▶ [Instructions to follow]
Retype each entry below exactly as it stands.

▶ [Data records]
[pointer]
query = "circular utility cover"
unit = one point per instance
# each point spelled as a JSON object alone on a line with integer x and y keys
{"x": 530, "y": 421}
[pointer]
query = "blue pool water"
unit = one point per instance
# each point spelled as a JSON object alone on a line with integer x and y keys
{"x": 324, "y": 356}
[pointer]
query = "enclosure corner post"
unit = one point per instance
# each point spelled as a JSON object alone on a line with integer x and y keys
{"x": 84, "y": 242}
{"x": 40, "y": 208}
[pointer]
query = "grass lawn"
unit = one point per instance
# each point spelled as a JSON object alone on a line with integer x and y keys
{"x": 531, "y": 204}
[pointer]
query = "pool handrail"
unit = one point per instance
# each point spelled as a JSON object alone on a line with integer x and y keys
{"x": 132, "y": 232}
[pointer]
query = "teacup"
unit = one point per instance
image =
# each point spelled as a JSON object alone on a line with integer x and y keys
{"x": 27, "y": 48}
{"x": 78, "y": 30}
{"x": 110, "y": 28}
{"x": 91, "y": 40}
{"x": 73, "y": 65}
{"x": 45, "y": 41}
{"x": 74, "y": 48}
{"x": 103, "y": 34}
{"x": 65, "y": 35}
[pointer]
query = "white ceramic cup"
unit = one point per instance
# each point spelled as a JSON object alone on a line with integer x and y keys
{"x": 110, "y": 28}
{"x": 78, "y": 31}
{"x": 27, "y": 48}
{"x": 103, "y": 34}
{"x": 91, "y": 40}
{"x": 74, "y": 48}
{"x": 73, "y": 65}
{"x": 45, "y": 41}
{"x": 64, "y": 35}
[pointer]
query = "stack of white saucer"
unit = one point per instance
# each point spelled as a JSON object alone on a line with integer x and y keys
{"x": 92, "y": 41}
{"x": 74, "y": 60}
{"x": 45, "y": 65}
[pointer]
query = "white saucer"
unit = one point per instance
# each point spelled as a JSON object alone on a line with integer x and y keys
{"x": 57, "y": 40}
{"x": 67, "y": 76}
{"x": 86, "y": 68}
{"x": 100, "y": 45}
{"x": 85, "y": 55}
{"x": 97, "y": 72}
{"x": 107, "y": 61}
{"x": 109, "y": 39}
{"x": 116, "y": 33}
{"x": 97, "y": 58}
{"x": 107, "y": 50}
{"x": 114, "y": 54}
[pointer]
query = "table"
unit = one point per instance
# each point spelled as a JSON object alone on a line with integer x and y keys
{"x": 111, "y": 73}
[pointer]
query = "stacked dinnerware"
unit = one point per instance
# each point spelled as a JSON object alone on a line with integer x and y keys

▶ [Correct response]
[pointer]
query = "circular utility cover"
unit = one point per instance
# each point spelled as a JSON object alone on a line with integer x and y keys
{"x": 530, "y": 421}
[pointer]
query = "blue pool water"
unit = one point per instance
# each point spelled as a JSON object alone on a line with integer x and y keys
{"x": 324, "y": 356}
[pointer]
query = "enclosure corner post"
unit = one point per instance
# each point spelled as a JSON object alone on a line with integer x and y keys
{"x": 84, "y": 242}
{"x": 40, "y": 208}
[pointer]
query = "grass lawn"
unit = one point per instance
# each point spelled as a JSON object alone on a line with integer x and y keys
{"x": 531, "y": 204}
[pointer]
query = "pool handrail"
unit = one point per instance
# each point spelled as a JSON object alone on a line with integer x and y keys
{"x": 132, "y": 232}
[pointer]
query = "teacup"
unit = one point per instance
image =
# each point spelled as a JSON object alone on a line with integer x and y keys
{"x": 27, "y": 48}
{"x": 78, "y": 30}
{"x": 110, "y": 28}
{"x": 91, "y": 40}
{"x": 73, "y": 65}
{"x": 45, "y": 41}
{"x": 74, "y": 48}
{"x": 103, "y": 34}
{"x": 65, "y": 35}
[pointer]
query = "white ceramic cup"
unit = one point per instance
# each point spelled as a JSON object alone on a line with integer x and y keys
{"x": 110, "y": 28}
{"x": 78, "y": 31}
{"x": 27, "y": 48}
{"x": 103, "y": 34}
{"x": 91, "y": 40}
{"x": 74, "y": 48}
{"x": 73, "y": 65}
{"x": 45, "y": 41}
{"x": 64, "y": 35}
[pointer]
query = "stack of white saucer"
unit = one point per instance
# each point spelled as a JSON object alone on a line with integer x and y keys
{"x": 92, "y": 41}
{"x": 74, "y": 60}
{"x": 45, "y": 65}
[pointer]
query = "white saucer"
unit = one point per instance
# each point spelled as a JSON object alone on a line with integer x and y keys
{"x": 57, "y": 40}
{"x": 67, "y": 76}
{"x": 86, "y": 68}
{"x": 100, "y": 45}
{"x": 85, "y": 55}
{"x": 97, "y": 72}
{"x": 107, "y": 61}
{"x": 109, "y": 39}
{"x": 116, "y": 33}
{"x": 97, "y": 58}
{"x": 107, "y": 50}
{"x": 114, "y": 54}
[pointer]
query = "table"
unit = one point per instance
# each point spelled as a JSON object alone on a line with integer x and y keys
{"x": 111, "y": 73}
[pointer]
query = "stacked dinnerware"
unit = one point per instance
# each point spelled as a JSON object alone on a line with integer x and y keys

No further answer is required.